What is asked ▸ Gather every line in the records below that contains the word "wall", and copy each one in full.

Data shown ▸
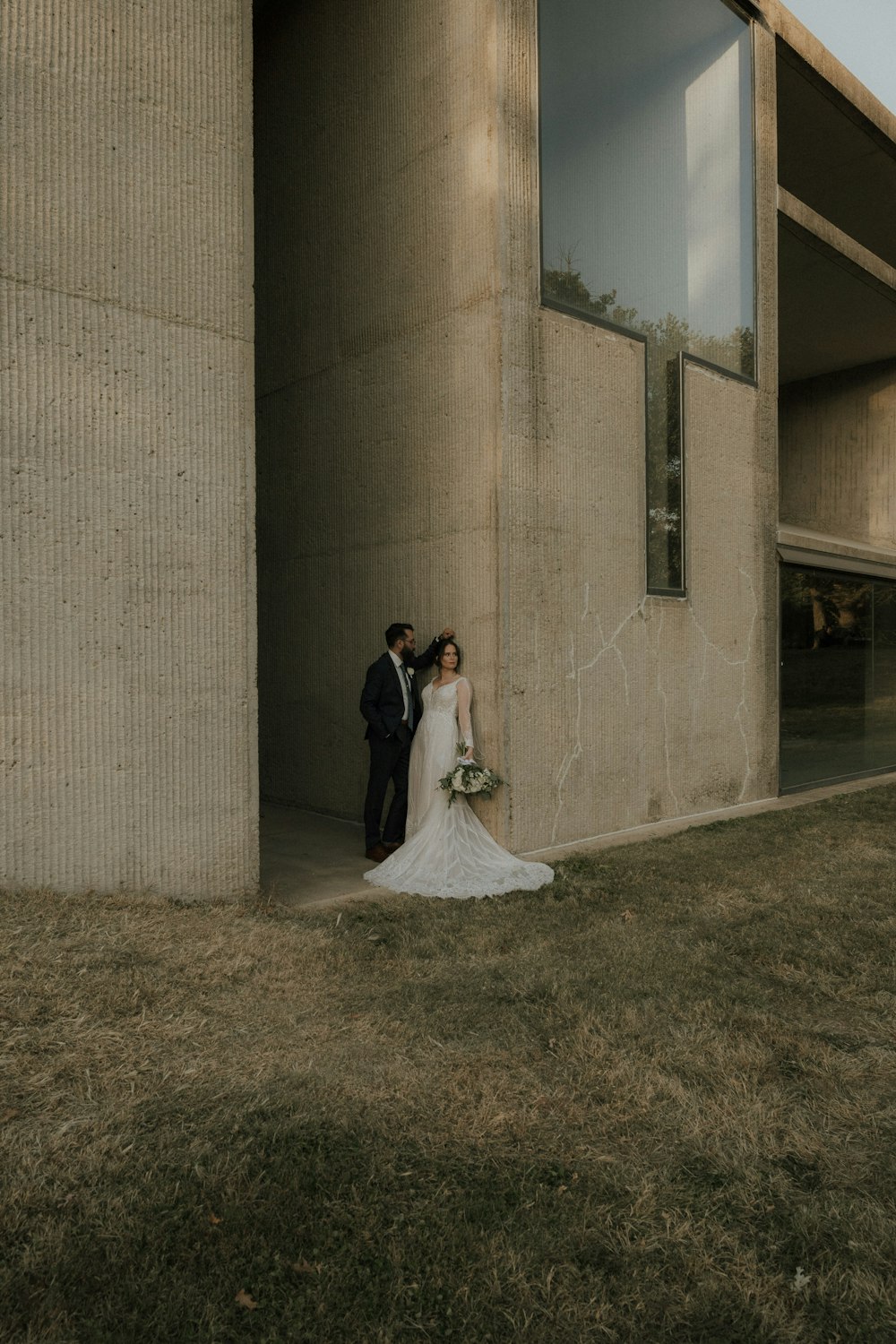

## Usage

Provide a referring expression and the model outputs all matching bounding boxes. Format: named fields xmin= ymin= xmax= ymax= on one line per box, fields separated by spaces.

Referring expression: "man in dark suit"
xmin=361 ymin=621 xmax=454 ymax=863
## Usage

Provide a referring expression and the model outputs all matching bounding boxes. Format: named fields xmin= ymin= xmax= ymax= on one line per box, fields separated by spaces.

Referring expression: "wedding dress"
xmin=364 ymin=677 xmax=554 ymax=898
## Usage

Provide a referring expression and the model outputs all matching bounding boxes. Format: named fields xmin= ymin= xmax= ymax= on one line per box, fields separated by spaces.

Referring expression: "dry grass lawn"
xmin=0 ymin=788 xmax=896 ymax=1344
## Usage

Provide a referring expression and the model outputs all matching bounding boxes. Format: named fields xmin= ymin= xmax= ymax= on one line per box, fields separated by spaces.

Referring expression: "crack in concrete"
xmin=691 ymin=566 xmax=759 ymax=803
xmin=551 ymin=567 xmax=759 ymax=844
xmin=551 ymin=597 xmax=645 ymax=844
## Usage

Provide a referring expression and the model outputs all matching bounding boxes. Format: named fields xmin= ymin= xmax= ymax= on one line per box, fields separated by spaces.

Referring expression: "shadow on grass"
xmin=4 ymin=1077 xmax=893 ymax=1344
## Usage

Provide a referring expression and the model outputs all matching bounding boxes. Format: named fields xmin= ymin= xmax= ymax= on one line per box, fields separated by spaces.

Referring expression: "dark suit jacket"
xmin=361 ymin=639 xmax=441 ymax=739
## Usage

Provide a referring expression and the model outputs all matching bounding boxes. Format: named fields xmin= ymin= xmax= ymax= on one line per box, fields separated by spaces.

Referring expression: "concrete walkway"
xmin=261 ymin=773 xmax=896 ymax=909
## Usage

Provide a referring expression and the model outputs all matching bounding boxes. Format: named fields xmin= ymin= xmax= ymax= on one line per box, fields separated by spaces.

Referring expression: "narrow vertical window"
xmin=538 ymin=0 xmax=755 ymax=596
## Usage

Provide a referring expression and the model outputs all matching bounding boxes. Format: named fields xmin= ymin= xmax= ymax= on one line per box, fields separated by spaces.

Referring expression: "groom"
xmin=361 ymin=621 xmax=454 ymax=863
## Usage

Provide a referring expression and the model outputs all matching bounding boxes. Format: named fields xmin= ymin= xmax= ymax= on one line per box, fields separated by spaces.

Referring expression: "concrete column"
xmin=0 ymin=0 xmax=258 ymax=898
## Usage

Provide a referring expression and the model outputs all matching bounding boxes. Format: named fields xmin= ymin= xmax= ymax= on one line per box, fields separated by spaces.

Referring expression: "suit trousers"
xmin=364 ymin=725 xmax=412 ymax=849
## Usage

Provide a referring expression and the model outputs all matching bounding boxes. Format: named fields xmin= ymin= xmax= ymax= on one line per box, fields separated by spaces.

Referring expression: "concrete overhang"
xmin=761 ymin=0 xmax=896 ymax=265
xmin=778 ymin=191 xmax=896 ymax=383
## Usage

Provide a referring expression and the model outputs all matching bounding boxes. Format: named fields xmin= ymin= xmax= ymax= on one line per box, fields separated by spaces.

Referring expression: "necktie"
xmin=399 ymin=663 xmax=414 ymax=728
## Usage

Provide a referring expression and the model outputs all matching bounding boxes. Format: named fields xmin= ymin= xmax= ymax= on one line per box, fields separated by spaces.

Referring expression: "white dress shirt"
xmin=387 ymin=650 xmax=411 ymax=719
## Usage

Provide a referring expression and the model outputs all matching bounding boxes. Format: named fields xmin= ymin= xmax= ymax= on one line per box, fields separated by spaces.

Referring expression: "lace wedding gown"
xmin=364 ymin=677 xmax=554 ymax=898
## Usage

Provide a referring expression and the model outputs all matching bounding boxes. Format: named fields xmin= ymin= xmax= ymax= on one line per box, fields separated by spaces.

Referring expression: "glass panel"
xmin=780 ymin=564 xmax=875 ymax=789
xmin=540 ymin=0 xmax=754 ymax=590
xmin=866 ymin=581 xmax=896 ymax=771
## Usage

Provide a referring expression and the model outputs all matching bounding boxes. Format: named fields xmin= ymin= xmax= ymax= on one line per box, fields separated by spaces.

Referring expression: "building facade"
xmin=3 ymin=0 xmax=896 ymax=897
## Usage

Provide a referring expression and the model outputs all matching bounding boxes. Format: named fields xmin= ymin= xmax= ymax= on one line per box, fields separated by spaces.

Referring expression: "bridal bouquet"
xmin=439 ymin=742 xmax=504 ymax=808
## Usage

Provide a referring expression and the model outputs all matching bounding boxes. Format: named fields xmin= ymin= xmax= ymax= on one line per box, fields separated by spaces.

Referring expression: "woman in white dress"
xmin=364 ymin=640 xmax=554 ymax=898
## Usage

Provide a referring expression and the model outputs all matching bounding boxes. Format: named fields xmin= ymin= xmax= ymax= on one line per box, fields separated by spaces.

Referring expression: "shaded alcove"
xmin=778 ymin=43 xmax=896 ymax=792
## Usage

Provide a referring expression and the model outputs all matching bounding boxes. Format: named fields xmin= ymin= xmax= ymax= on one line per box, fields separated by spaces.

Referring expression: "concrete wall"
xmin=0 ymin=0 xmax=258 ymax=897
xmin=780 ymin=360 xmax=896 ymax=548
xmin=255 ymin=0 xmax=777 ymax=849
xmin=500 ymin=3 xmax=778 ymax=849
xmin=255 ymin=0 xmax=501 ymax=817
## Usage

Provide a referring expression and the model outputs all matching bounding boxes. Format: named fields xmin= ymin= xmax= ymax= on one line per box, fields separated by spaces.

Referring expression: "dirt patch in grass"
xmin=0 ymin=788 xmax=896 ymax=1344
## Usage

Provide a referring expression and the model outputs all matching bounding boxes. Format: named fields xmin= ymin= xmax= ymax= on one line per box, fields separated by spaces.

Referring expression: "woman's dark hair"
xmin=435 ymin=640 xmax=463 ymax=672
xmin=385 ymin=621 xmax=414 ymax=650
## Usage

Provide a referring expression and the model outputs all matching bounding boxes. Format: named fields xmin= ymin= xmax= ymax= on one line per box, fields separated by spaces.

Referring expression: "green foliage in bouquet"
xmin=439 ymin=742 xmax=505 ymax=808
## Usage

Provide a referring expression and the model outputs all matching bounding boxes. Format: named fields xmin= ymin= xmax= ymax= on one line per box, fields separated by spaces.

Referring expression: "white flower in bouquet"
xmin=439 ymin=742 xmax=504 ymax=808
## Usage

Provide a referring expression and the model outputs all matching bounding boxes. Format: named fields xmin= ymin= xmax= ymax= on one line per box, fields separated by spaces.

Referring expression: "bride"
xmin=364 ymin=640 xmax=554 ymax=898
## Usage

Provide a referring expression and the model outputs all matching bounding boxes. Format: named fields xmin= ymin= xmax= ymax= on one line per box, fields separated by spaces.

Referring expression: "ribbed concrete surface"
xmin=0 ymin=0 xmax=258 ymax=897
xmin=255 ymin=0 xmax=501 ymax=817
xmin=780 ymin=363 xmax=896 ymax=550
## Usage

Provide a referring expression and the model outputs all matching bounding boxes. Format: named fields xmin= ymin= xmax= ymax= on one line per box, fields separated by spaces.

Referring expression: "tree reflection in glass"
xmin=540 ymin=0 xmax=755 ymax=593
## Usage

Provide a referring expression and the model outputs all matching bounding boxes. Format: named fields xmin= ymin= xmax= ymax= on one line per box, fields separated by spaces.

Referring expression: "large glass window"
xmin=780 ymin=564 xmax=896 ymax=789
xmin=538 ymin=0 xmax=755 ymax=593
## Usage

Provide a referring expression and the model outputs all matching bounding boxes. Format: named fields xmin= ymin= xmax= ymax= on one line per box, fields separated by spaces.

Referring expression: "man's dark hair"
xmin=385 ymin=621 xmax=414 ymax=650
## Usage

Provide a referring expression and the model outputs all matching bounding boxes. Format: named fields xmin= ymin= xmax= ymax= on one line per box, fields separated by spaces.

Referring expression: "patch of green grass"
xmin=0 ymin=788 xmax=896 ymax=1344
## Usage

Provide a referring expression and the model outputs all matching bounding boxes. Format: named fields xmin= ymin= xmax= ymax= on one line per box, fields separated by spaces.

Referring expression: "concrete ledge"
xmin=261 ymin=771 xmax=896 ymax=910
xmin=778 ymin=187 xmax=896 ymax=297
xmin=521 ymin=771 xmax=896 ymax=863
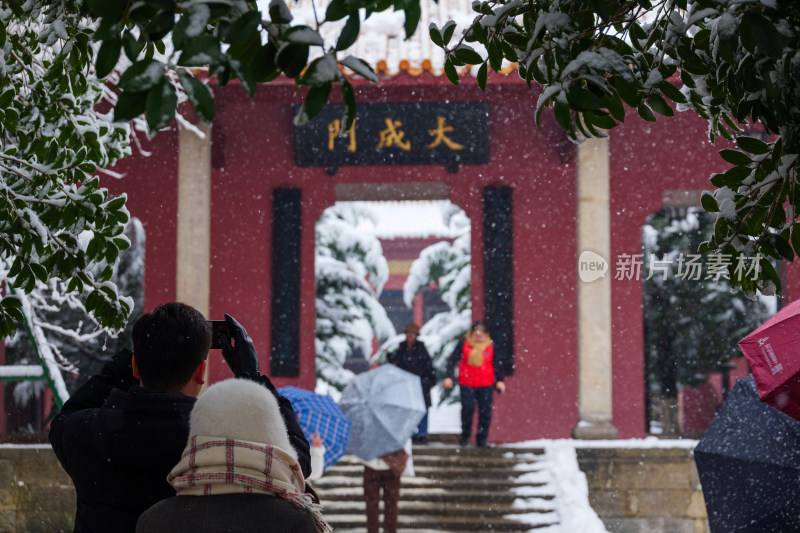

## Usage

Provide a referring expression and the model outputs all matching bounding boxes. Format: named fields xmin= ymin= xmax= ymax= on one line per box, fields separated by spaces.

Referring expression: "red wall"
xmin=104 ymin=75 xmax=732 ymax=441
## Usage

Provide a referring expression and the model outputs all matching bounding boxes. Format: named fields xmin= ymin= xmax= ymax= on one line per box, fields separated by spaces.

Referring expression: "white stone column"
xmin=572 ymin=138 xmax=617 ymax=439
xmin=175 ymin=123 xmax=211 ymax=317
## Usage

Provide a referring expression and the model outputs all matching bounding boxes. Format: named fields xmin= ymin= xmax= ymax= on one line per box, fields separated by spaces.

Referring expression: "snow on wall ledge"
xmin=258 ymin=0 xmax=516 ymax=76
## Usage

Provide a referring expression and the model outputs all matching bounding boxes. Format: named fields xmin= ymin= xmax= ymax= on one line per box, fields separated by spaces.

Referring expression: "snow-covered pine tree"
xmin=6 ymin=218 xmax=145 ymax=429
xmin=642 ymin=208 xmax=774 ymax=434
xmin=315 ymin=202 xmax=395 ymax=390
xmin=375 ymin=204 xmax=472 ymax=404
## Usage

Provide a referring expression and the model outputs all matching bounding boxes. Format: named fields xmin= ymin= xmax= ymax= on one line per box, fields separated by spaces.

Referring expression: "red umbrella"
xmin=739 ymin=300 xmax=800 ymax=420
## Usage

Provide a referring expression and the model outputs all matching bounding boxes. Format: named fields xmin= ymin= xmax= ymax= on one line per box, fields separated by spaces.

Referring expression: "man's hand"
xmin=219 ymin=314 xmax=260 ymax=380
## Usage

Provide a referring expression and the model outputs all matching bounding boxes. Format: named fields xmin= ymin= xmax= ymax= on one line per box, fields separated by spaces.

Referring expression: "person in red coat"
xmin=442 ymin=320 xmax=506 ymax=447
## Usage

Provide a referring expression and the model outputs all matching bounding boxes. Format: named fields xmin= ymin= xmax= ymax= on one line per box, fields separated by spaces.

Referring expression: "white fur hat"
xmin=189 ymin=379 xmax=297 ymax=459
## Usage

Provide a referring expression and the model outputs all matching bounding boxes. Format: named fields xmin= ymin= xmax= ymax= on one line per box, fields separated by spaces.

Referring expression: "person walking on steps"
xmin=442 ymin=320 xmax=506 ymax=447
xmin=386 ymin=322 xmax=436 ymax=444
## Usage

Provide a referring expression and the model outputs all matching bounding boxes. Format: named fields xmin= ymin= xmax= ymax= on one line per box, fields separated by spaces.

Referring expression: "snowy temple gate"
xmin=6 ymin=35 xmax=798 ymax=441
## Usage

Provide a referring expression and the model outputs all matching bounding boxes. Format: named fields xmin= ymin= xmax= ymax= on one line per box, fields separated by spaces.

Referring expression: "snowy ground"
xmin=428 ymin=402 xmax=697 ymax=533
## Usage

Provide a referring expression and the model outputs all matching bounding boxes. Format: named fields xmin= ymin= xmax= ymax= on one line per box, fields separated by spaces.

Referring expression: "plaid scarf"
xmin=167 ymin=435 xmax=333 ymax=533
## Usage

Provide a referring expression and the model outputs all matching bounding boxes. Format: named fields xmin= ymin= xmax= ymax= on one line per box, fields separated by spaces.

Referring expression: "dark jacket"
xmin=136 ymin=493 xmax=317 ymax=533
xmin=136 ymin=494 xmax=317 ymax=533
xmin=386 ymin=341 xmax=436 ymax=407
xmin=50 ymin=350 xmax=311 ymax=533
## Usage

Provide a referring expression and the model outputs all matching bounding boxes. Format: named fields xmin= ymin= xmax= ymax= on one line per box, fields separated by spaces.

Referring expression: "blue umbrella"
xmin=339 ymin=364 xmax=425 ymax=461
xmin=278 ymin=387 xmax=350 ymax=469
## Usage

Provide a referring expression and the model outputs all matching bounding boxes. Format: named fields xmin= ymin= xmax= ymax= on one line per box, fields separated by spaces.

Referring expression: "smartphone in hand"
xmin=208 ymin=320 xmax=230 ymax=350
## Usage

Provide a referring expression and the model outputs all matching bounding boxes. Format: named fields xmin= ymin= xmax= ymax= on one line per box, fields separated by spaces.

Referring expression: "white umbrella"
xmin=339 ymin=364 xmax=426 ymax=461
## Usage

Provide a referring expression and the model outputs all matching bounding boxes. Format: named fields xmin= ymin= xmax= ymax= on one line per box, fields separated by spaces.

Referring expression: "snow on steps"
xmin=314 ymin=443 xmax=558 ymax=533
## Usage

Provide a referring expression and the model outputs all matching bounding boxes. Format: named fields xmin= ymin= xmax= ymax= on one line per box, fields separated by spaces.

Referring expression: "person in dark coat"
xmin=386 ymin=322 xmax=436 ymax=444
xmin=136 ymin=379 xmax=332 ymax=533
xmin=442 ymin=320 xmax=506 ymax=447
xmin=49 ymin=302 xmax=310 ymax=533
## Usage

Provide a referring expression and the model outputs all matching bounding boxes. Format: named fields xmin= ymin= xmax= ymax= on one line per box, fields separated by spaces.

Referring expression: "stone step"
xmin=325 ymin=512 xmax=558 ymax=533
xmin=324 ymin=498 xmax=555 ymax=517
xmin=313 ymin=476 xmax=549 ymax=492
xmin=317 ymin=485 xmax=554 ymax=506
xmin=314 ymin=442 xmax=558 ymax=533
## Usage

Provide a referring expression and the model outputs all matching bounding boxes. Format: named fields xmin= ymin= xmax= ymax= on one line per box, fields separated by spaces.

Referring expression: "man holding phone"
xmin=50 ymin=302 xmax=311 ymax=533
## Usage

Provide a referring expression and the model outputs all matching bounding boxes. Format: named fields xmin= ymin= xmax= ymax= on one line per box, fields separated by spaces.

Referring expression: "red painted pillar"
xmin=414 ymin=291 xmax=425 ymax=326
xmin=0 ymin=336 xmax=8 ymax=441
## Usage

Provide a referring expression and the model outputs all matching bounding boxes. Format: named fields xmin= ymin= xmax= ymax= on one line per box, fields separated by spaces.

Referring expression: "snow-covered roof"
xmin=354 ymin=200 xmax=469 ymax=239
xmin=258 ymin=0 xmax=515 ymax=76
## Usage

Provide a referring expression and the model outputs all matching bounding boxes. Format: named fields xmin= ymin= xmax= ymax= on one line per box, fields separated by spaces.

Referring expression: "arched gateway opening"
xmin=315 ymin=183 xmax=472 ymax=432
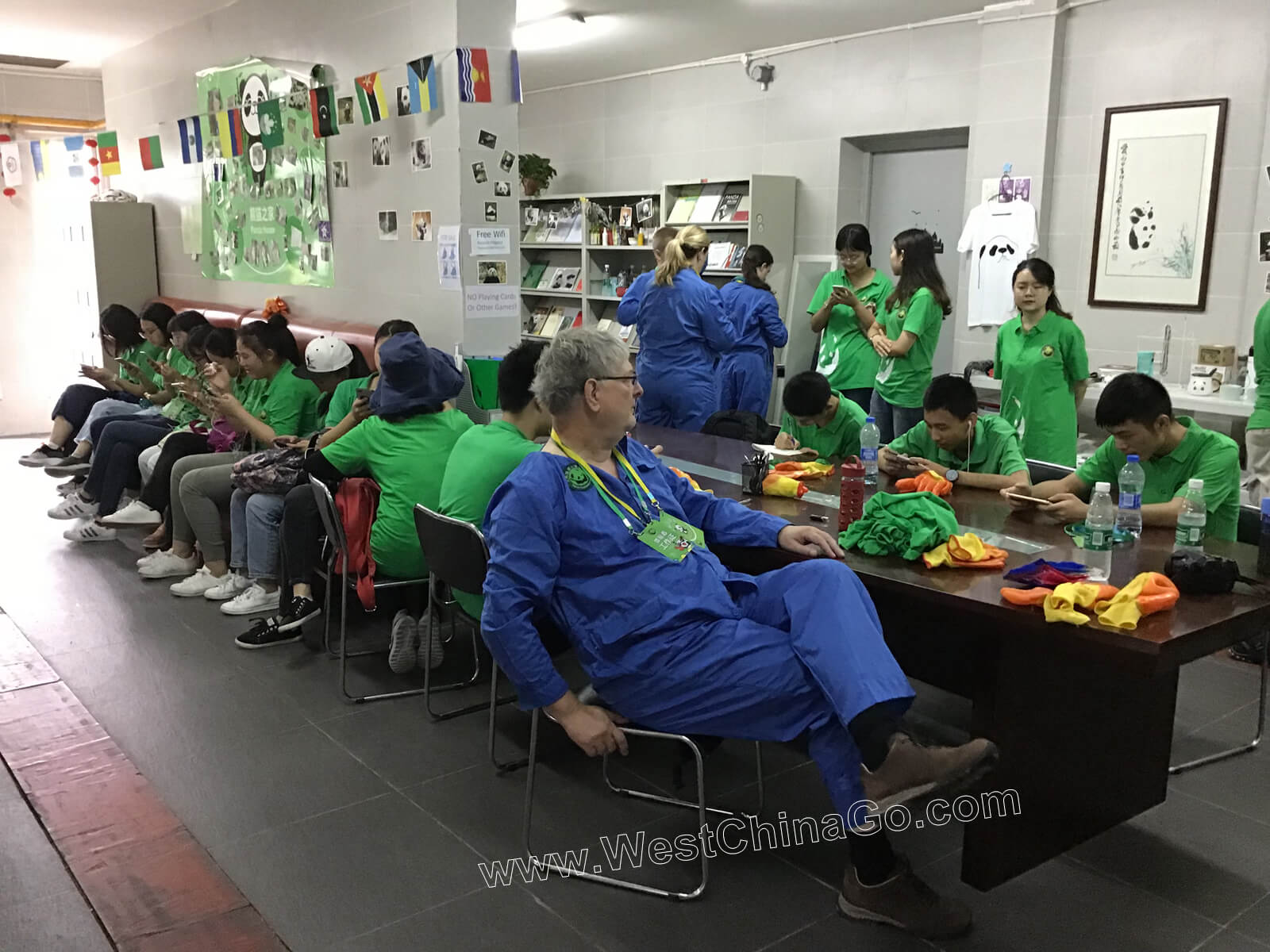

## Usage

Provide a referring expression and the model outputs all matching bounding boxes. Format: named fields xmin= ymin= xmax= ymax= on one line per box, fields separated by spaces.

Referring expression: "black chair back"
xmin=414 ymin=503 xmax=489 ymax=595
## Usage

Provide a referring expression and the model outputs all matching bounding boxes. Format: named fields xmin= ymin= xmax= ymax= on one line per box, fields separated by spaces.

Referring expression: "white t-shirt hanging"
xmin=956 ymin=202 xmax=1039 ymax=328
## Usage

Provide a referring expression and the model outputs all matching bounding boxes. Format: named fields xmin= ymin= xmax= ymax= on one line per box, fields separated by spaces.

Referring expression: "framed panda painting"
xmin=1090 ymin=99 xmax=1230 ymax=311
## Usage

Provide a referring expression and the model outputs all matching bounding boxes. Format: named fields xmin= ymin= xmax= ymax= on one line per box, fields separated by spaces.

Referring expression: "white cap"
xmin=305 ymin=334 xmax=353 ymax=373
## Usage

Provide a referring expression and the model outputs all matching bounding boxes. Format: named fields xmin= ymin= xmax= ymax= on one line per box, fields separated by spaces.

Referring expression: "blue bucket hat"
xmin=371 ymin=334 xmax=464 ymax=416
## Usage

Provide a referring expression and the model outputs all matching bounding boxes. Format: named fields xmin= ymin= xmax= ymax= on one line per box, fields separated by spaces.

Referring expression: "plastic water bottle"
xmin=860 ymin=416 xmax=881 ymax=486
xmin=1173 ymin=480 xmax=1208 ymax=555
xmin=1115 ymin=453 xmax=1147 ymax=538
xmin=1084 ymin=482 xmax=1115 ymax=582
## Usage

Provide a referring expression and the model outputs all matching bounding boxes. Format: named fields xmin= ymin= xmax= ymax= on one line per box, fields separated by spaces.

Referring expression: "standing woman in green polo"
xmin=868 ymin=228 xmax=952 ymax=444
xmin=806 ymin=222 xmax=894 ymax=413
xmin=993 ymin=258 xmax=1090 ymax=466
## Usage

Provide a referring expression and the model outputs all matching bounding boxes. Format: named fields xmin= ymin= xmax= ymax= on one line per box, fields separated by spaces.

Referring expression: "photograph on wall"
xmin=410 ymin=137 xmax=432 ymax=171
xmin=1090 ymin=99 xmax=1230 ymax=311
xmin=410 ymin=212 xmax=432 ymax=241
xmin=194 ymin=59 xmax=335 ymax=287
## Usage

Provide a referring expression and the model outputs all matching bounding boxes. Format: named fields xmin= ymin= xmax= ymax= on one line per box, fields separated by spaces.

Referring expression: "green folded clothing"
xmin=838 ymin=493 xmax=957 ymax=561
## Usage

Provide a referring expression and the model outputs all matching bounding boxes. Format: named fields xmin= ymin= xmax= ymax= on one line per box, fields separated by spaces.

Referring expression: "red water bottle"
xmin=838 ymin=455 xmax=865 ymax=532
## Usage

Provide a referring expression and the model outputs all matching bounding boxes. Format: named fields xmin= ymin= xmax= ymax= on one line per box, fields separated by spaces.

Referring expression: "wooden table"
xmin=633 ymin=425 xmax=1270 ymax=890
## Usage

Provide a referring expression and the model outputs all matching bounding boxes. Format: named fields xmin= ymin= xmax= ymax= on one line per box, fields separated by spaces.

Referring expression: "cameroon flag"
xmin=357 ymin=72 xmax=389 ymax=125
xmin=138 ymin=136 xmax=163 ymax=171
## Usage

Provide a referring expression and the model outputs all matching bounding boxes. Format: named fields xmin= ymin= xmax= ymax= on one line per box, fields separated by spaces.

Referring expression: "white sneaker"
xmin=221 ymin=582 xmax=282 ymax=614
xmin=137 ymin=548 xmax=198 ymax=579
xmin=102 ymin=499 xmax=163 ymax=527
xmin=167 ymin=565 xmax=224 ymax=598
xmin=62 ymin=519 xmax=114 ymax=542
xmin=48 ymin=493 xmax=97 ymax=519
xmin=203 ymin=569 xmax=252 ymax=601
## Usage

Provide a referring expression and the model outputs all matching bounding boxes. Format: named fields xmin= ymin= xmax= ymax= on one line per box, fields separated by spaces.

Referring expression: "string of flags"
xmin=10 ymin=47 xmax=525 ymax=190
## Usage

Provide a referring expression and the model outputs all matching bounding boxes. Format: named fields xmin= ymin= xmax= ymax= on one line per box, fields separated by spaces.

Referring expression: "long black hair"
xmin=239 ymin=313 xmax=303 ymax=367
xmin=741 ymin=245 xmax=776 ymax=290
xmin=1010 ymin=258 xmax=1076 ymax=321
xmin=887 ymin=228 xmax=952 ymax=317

Solution for this exercise ▸
Referring expression: "concrete wall"
Referring expression: "red wall"
Referring expression: "snow on wall ledge"
Referring expression: "photograph on wall"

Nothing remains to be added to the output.